[REQUIRED WORK]: Your answer must be an exact copy of the listing.

[SOURCE INFORMATION]:
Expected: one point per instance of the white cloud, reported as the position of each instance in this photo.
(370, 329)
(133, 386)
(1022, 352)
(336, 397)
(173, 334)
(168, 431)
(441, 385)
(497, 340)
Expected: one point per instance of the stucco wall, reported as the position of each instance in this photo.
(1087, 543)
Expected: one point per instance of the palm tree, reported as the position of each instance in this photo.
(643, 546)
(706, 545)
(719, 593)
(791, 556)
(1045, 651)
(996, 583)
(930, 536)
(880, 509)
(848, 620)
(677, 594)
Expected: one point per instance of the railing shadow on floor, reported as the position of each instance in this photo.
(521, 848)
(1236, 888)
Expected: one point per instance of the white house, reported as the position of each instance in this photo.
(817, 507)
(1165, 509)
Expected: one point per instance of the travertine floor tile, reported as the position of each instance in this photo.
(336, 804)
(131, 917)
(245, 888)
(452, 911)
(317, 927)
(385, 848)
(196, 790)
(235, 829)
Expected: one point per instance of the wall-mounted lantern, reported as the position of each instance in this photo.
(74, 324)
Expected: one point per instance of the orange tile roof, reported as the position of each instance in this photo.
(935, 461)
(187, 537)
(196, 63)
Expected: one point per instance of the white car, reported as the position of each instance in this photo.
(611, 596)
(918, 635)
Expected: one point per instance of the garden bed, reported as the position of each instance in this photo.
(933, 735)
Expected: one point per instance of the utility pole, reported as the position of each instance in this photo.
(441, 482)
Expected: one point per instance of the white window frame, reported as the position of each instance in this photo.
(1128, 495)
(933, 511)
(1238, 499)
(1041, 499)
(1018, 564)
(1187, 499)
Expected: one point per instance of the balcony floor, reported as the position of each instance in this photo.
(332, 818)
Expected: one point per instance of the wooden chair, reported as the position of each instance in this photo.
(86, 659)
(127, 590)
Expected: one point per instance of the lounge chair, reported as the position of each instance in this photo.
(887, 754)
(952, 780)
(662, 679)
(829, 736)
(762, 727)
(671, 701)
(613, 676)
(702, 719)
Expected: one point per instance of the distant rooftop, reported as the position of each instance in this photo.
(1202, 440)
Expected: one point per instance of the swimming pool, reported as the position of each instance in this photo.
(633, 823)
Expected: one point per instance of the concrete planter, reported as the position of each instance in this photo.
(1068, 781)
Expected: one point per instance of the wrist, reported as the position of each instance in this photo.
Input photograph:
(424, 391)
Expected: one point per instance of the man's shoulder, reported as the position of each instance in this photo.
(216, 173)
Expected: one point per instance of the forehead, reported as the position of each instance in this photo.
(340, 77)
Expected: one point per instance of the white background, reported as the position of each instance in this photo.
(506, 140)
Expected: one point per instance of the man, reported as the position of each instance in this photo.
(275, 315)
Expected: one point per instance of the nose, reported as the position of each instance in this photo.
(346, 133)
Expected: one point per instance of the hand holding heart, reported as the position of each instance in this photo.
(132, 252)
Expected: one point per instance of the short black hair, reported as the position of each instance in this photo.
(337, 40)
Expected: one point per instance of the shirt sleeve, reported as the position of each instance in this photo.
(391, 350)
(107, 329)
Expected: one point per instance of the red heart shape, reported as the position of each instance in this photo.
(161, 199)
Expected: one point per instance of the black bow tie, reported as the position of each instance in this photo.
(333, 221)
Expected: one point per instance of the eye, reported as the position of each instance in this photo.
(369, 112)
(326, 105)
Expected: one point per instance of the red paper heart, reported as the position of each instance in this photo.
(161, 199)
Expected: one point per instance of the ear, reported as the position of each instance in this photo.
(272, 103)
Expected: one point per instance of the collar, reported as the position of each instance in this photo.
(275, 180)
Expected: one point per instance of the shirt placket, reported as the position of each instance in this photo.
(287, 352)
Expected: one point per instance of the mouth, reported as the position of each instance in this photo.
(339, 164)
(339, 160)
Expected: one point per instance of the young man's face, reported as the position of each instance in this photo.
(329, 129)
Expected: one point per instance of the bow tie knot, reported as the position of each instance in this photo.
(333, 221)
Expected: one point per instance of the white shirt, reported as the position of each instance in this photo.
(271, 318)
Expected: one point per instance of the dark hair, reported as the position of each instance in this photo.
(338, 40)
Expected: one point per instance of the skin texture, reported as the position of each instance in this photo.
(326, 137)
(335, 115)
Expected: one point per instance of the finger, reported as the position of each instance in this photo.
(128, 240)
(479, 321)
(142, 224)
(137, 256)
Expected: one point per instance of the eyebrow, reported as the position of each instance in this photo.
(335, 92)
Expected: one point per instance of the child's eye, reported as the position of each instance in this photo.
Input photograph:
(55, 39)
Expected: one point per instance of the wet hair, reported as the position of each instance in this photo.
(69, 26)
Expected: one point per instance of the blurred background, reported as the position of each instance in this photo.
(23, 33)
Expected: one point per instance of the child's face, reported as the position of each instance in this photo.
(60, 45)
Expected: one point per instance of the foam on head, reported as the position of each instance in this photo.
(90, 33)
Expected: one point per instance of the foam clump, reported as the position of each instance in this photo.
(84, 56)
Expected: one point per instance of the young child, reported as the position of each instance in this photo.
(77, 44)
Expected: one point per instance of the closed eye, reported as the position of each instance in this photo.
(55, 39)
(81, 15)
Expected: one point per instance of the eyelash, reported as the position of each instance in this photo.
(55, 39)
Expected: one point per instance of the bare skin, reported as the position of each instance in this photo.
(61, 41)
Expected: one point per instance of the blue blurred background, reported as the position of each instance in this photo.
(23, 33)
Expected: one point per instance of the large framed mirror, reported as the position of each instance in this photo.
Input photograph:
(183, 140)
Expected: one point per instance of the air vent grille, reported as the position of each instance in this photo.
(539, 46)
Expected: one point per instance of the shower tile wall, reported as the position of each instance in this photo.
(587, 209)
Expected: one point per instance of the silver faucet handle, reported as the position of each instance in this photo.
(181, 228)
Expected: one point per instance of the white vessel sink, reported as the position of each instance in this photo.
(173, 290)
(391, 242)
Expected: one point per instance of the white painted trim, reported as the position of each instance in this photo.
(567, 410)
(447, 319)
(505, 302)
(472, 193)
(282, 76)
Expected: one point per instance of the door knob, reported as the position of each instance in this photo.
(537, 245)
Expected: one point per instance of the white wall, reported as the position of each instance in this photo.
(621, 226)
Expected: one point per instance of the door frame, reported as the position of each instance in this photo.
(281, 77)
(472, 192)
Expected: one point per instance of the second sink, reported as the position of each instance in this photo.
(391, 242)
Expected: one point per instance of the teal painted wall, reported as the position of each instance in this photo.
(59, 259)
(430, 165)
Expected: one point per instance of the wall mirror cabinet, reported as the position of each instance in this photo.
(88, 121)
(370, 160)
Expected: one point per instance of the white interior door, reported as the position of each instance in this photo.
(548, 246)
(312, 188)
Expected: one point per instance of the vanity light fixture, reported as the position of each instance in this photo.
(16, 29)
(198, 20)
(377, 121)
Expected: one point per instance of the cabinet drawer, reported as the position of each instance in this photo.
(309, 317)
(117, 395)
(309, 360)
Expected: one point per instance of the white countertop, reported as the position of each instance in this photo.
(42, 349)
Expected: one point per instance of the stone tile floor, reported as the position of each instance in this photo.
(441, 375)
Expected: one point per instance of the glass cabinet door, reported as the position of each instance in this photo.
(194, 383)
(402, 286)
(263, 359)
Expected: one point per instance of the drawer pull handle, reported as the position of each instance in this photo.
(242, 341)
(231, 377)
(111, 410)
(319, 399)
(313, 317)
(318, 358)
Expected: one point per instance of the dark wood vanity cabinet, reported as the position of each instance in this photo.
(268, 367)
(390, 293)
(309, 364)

[ANSWER SECTION]:
Expected: one point per instance of the white cloud, reported as the position of each instance in this photo.
(370, 329)
(133, 386)
(1022, 352)
(336, 397)
(173, 334)
(168, 431)
(441, 385)
(497, 340)
Expected: one point per instance of the stucco wall, reported as the position of each instance in this photo.
(1087, 543)
Expected: one point per instance of the palm tree, reported as the position of each instance in this photo.
(643, 546)
(706, 545)
(719, 593)
(791, 556)
(1045, 651)
(996, 583)
(930, 536)
(880, 509)
(848, 620)
(677, 594)
Expected: one point per instance of the railing shadow on floor, reported as the position of each instance in this photo.
(521, 848)
(1236, 888)
Expected: one point per instance of the white house, reported as the position of each instance in this photo.
(817, 507)
(1165, 509)
Expected: one point per instance of the travertine floor tile, reported as the position of each instance in this photo.
(336, 804)
(131, 917)
(245, 888)
(452, 911)
(317, 927)
(385, 848)
(196, 790)
(235, 829)
Expected: one point per instance of the wall-mounted lantern, reported as the position of each instance in this photo.
(74, 324)
Expected: one point per instance of the orange tile roof, reported as the position of each instance in this photo.
(935, 461)
(187, 537)
(196, 63)
Expected: one point per instance of the white car, reported as the position of each instance in this photo.
(611, 596)
(918, 635)
Expected: one point per instance of the garden bed, reported as the position of each instance in this photo.
(933, 735)
Expected: one point per instance of the utility pole, reported as the position of each instance in this photo.
(441, 482)
Expected: one point per instance of the white window frame, reported as the position of each instance in this photo.
(1128, 495)
(933, 511)
(1238, 499)
(1041, 499)
(1018, 564)
(1187, 499)
Expected: one point per instance of the balcony floor, reported as the position of each instance in this photo.
(332, 818)
Expected: one point per instance of the wooden chair, reported as the position of each instance in this photo.
(86, 659)
(127, 590)
Expected: one point per instance of the lounge chair, reported as the position of each instance in this photo.
(887, 754)
(952, 780)
(662, 679)
(829, 736)
(762, 727)
(671, 701)
(613, 676)
(702, 719)
Expected: one point per instance of the distant rooftop, reported as the position of each instance in this photo.
(1202, 440)
Expected: one point per instance of the swimming pool, reported as the position of each instance in this photo.
(633, 823)
Expected: one point per instance of the concrete planter, reported as the position of each instance in this photo.
(1068, 781)
Expected: one point per instance of the wrist, reported as the position of each instance in this photo.
Input photograph:
(424, 391)
Expected: one point per instance of the man's shoulder, reported as the position of each instance in this photo.
(216, 173)
Expected: one point per instance of the forehead, reported as the position of each instance in this photo.
(340, 77)
Expected: one point per instance of the white background, reported as the position of each instance in this photo.
(506, 140)
Expected: one point per instance of the man, reported as the position of each instance in this photo.
(275, 315)
Expected: one point per instance of the nose, reported as the position of each instance in this photo.
(346, 133)
Expected: one point per instance of the hand holding heart, reported as the position of each instance in this photo.
(132, 252)
Expected: one point per instance of the short black hair, reported as the position of each instance in this photo.
(337, 40)
Expected: one point per instance of the shirt sleeve, reported as the position of each instance in this photo.
(391, 350)
(107, 329)
Expected: one point per instance of the red heart shape, reported as the position of each instance in this photo.
(161, 199)
Expected: one point per instance of the black bow tie, reported as the position of each instance in this photo.
(333, 221)
Expected: one point per instance of the eye, reported as the position of each instance in this photo.
(369, 112)
(326, 105)
Expected: one point per instance of the red paper heart, reported as the position of each instance in this photo.
(161, 199)
Expected: one point per instance of the ear, reported as the position of each instance in this photo.
(272, 103)
Expected: one point per instance of the collar, reported as the position of each instance in this photo.
(275, 180)
Expected: one point per instance of the shirt placket, reported as the position of each instance in this photo.
(287, 352)
Expected: one point per instance of the mouth, reported as the position of each instance in this photo.
(339, 164)
(339, 160)
Expected: one point per instance of the young man's face, reported as the position of each instance in this photo.
(329, 129)
Expected: one point per instance of the bow tie knot, reported as the position of each instance in this photo.
(333, 221)
Expected: one point per instance of the white shirt, reported as the position of each instance in this photo.
(271, 318)
Expected: one point per instance of the dark hair, reported as the position of each instance in this photo.
(338, 40)
Expected: one point per instance of the skin texture, reported as the position of each instance in this photo.
(326, 137)
(335, 115)
Expected: one point per instance of the finger, reported as the position of each instance in this photo.
(128, 240)
(479, 321)
(142, 224)
(137, 256)
Expected: one point per instance of the eyebrow, reported as the position of each instance in this photo.
(335, 92)
Expected: one point per instance of the child's eye, reported as the position of each instance in this photo.
Input photograph:
(55, 39)
Expected: one point per instance of the wet hair, reported as the position of each instance in this photo.
(69, 26)
Expected: one point per instance of the blurred background, reported as the position of each instance in this photo.
(23, 33)
Expected: one point per instance of the child's face, reported as the position of each instance in this photo.
(60, 45)
Expected: one point per instance of the foam on head, reported as the position of each instance in this photo.
(90, 33)
Expected: one point per instance of the foam clump, reported as the position of each instance in this photo.
(84, 56)
Expected: one point per instance of the young child, reported as the position of each instance in this photo.
(77, 44)
Expected: one point per instance of the closed eye, reported as the position of each instance in this photo.
(55, 39)
(81, 15)
Expected: one point per instance of the eyelash, reported as the position of each instance in this photo.
(55, 39)
Expected: one point per instance of the bare skin, reported as the position of each instance in this photo.
(61, 41)
Expected: one point per instance of the blue blurred background, reported as the position of each instance in this photo.
(23, 33)
Expected: one point per instance of the large framed mirror, reported as the position of each instance in this photo.
Input photograph:
(183, 140)
Expected: one point per instance of the air vent grille, reported as the position of each instance in this photo.
(539, 46)
Expected: one point per instance of the shower tile wall, reported as the position of each instance in this photo.
(587, 209)
Expected: one point per instance of the silver faucet handle, reported as the position of each instance in this photo.
(181, 228)
Expected: one point per instance of the white vessel sink, reported as the position of each instance in this photo.
(173, 290)
(391, 242)
Expected: one point per instance of the white painted trim, reported as the position of each instance in this photo.
(567, 410)
(447, 319)
(505, 302)
(472, 193)
(282, 76)
Expected: one point per instance of the door knob, reported as the position of each instance in this photo.
(537, 245)
Expected: one point per instance of the white wall, reported as the position of each instance in this photo.
(621, 226)
Expected: one point per instance of the door frame, reported as the position of each instance in this photo.
(281, 77)
(472, 192)
Expected: one point per instance of the second sink, reported as the position of each instance in this photo.
(391, 242)
Expected: one point per instance of the teal painted wall, reported as the position of each instance in this photo.
(59, 259)
(430, 165)
Expected: one point per instance of the wall mirror cabinet, reported as the position of each instance in this photo.
(88, 121)
(370, 160)
Expected: one point per instance of the white interior door, reported as the position of each instance in this photo.
(548, 246)
(312, 188)
Expected: one point per instance of the vanity light fixture, reported as the position of each instance in this photo.
(16, 29)
(198, 20)
(377, 121)
Expected: one point per instance of the cabinet drawer, reported as the position of each instance in this photo.
(309, 317)
(117, 395)
(309, 360)
Expected: one point per instance of the white countertop, reported as the position of each instance in this photo.
(42, 349)
Expected: one point per instance of the stone tile floor, reported as the position of each instance in this photo.
(441, 375)
Expected: one point per instance of the glass cabinet door, reported as the position of each instance in this photo.
(194, 383)
(402, 286)
(263, 359)
Expected: one point per instance of the drawer pull handle, reported as the position of each instance in this photo.
(242, 341)
(231, 377)
(111, 410)
(319, 399)
(313, 317)
(318, 358)
Expected: one point per instance of the dark wood vanity cabinet, reported as the position of each instance in this photo.
(268, 367)
(390, 293)
(309, 364)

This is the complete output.